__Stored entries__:

———

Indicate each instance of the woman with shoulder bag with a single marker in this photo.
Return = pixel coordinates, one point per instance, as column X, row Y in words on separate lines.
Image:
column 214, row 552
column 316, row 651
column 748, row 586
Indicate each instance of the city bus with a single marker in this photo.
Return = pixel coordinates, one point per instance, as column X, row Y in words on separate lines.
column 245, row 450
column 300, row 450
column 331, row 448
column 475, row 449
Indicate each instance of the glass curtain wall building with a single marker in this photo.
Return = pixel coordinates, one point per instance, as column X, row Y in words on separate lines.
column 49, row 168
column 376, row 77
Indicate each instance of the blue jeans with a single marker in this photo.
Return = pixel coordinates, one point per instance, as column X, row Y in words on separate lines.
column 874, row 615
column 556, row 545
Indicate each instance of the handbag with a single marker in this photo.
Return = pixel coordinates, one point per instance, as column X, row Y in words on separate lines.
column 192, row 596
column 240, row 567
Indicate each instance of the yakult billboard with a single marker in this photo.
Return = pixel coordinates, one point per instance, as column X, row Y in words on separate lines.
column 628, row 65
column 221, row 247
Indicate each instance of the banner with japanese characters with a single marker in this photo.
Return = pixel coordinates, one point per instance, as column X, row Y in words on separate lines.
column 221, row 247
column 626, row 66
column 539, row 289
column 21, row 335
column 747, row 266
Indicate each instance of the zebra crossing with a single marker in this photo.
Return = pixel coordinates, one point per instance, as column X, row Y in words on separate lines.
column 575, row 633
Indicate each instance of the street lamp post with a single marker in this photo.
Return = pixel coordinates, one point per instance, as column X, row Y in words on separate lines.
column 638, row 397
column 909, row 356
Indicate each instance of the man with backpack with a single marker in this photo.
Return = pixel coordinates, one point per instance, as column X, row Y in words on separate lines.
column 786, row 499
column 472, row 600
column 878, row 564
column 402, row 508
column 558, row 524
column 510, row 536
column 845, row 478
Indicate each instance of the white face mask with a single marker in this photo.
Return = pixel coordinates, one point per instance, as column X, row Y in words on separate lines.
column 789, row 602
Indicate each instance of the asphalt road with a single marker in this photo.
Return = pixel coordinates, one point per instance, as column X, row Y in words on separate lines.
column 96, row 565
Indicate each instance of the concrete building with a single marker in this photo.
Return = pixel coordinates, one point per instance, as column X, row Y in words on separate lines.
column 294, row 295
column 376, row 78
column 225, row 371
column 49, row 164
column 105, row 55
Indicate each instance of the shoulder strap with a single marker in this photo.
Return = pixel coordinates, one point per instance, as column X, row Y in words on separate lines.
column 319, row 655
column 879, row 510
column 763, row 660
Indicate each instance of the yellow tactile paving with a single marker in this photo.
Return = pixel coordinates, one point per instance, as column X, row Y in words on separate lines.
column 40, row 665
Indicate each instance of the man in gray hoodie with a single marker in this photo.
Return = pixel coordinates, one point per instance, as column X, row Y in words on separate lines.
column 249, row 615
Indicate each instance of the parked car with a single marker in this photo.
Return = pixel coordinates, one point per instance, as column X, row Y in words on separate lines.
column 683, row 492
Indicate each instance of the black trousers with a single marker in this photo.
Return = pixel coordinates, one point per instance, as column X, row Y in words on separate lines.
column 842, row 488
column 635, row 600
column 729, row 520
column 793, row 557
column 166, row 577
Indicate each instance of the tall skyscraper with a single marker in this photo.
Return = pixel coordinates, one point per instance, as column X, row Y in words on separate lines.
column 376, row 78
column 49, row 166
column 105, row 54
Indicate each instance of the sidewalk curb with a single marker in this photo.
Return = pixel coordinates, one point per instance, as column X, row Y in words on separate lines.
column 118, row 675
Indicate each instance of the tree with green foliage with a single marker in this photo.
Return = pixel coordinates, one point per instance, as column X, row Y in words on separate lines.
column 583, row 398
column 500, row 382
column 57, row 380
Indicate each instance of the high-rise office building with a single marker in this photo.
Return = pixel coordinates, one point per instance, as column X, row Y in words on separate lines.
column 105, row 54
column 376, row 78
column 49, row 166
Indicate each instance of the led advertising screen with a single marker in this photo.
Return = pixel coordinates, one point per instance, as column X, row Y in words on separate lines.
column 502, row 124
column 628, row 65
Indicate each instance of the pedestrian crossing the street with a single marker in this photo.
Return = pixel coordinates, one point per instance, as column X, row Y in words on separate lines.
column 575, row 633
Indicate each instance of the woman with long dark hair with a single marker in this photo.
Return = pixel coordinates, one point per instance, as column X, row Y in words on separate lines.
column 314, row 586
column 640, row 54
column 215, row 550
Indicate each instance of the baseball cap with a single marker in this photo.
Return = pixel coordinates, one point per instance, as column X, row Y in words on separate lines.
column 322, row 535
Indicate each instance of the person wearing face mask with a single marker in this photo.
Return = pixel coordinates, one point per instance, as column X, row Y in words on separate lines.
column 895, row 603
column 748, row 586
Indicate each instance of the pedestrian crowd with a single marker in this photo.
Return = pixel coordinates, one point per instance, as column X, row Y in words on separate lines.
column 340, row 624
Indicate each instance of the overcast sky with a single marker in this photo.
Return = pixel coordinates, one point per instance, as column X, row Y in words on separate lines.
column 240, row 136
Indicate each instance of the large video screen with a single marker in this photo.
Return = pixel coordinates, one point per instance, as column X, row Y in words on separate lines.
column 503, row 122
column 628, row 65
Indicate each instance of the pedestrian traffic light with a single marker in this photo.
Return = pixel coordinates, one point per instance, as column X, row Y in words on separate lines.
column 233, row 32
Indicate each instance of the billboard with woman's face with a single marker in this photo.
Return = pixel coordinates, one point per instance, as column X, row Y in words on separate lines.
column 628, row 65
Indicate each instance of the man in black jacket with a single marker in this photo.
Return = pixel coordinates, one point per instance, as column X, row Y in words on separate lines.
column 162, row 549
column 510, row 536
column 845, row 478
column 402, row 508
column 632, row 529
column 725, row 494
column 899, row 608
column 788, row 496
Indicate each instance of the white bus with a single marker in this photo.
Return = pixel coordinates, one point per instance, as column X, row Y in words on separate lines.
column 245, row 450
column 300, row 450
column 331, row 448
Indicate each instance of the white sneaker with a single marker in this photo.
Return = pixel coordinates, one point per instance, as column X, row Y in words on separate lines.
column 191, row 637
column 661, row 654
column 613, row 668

———

__Goal of the exercise__:
Write out the full listing above again, keeping every line identical to the original.

__Reply to the task__:
Indicate each instance of the woman with shoulder bag with a single marker in this photo.
Return = pixel coordinates, one point per instance, as column X, row Y in words on separate lines.
Image:
column 214, row 552
column 316, row 651
column 748, row 586
Indicate each instance of the city bus with a single marker in this photo.
Return = pixel coordinates, one point per instance, as column X, row Y in words on separate lines.
column 245, row 450
column 300, row 450
column 331, row 448
column 475, row 449
Indicate each instance of the glass curtain wall building with a single marker in this photo.
Return = pixel coordinates, one point per instance, as column X, row Y in words on separate lines.
column 49, row 168
column 376, row 77
Indicate each instance of the blue jeans with a single marker in this photo.
Return = pixel coordinates, one point per instance, as column X, row Y in words on separate lines.
column 874, row 615
column 556, row 545
Indicate each instance of the handbag with a single marker in this photo.
Return = pixel coordinates, one point per instance, as column X, row Y in words on separate lines.
column 192, row 596
column 240, row 567
Indicate each instance of the yakult billboard with a single marker in this photo.
Return = pixel coordinates, one point per instance, as column X, row Y in words on separate lines.
column 628, row 65
column 221, row 247
Indicate each instance of the banner with japanese characters with a single marker in this photo.
Return = pixel coordinates, one point per instance, as column X, row Y in words on separate lines.
column 221, row 247
column 626, row 66
column 539, row 289
column 21, row 335
column 747, row 266
Indicate each instance of the zebra crossing with a single marker in this photo.
Return = pixel coordinates, one point per instance, as column X, row Y in words on separate lines.
column 575, row 633
Indicate each instance of the street lamp post with a single marker in this photo.
Return = pixel coordinates, one point per instance, as column X, row Y in words on separate lines.
column 638, row 397
column 909, row 356
Indicate each instance of the man with backpack with a single marker in this photo.
Return = pixel coordinates, one point per instance, as column X, row Y in words on separate lines.
column 786, row 499
column 472, row 600
column 878, row 564
column 402, row 508
column 558, row 524
column 510, row 536
column 845, row 478
Indicate each instance of the white face mask with a single marker in this photo.
Return = pixel coordinates, one point per instance, as column X, row Y in words on separate lines.
column 789, row 602
Indicate each instance of the asphalt road with a single marker in this photo.
Return = pixel coordinates, one point per instance, as column X, row Y in words on separate lines.
column 96, row 565
Indicate each instance of the concrete building with a single marker in this photo.
Return = pixel coordinates, one point per instance, as column X, row Y in words on separate lines.
column 294, row 295
column 376, row 78
column 225, row 371
column 49, row 164
column 105, row 55
Indicate each instance of the shoulder strap with a single marker in this photo.
Return = pixel coordinates, one point per instance, as column X, row Y in words on separate lines.
column 319, row 655
column 879, row 510
column 763, row 660
Indicate each instance of the yellow tactile paving with a single marker in this photo.
Return = pixel coordinates, one point per instance, as column X, row Y in words on separate lines.
column 40, row 665
Indicate each instance of the man in gray hoodie with a single marker in this photo.
Return = pixel coordinates, one point per instance, as column X, row Y in words on separate lines.
column 249, row 615
Indicate each instance of the parked car with a single marker in this photo.
Return = pixel coordinates, one point per instance, as column X, row Y in words on separate lines.
column 683, row 492
Indicate each instance of the black trousers with a single marker in this photo.
Return = pixel coordinates, one point per instance, as column X, row Y in words on separate lines.
column 842, row 488
column 635, row 600
column 729, row 520
column 793, row 557
column 166, row 577
Indicate each instance of the tall skyscraper with a single marker in this photo.
Return = pixel coordinates, one point per instance, as column X, row Y in words on separate lines.
column 376, row 78
column 49, row 166
column 105, row 54
Indicate each instance of the sidewalk curb with a single marker in this photo.
Return = pixel coordinates, one point per instance, as column X, row Y in words on separate lines.
column 118, row 675
Indicate each instance of the tree with green foliage with a single marker in this photo.
Return = pixel coordinates, one point per instance, as column X, row Y in words on separate lines.
column 583, row 398
column 500, row 382
column 57, row 380
Indicate each instance of the high-rise office building with a single marker in this photo.
Return = pixel coordinates, one point per instance, as column X, row Y in words on separate lines.
column 105, row 54
column 376, row 78
column 49, row 166
Indicate each instance of the led advertising screen with a single marker in this photo.
Return = pixel coordinates, one point per instance, as column X, row Y in words on separate lines.
column 502, row 124
column 628, row 65
Indicate each instance of the pedestrian crossing the street with a single marker in this photo.
Return = pixel coordinates, one point per instance, as column X, row Y in words on separate lines.
column 575, row 633
Indicate each instance of the woman with long dark hair with a single marker in this photo.
Return = pixel coordinates, one point per instance, as column X, row Y in words on separate lines.
column 314, row 586
column 640, row 54
column 215, row 550
Indicate each instance of the baseball cap with a single marker in this photo.
Return = pixel coordinates, one point per instance, as column X, row Y in words on separate lines.
column 322, row 535
Indicate each instance of the person wearing face mask with a single marker in this photo.
Return = pixel coordinates, one point per instance, as column X, row Y in words on separate lines.
column 895, row 603
column 748, row 586
Indicate each instance of the pedestrian crowd with a single marker in this photo.
Return = pixel coordinates, one point per instance, as column X, row Y in words on separate lines.
column 340, row 624
Indicate each instance of the overcast sky with a single marker in this photo.
Return = pixel coordinates, one point per instance, as column X, row Y in words on separate lines.
column 240, row 136
Indicate each instance of the large video screen with a single marker in this photo.
Return = pixel coordinates, one point per instance, as column X, row Y in words on separate lines.
column 503, row 122
column 628, row 65
Indicate each instance of the pedestrian traffic light with a single marker in this photo.
Return = pixel coordinates, one point per instance, as column X, row Y in words on separate lines.
column 233, row 32
Indicate each instance of the billboard with woman's face with a single marker in this photo.
Return = pixel coordinates, one point per instance, as column X, row Y in words on separate lines.
column 628, row 65
Indicate each instance of the man in black jacket with a single marker in this photo.
Return = pixel coordinates, one point per instance, as column X, row Y in words on separate lines.
column 162, row 549
column 510, row 536
column 845, row 478
column 402, row 508
column 632, row 529
column 725, row 494
column 899, row 608
column 788, row 496
Indicate each instance of the white bus with a single marker in this photo.
Return = pixel coordinates, one point per instance, as column X, row Y in words on separate lines.
column 245, row 450
column 300, row 450
column 331, row 448
Indicate each instance of the white sneaker with a single marker in this photo.
Return = pixel coordinates, one point per instance, as column X, row Y in words on separate lines.
column 191, row 637
column 661, row 654
column 613, row 668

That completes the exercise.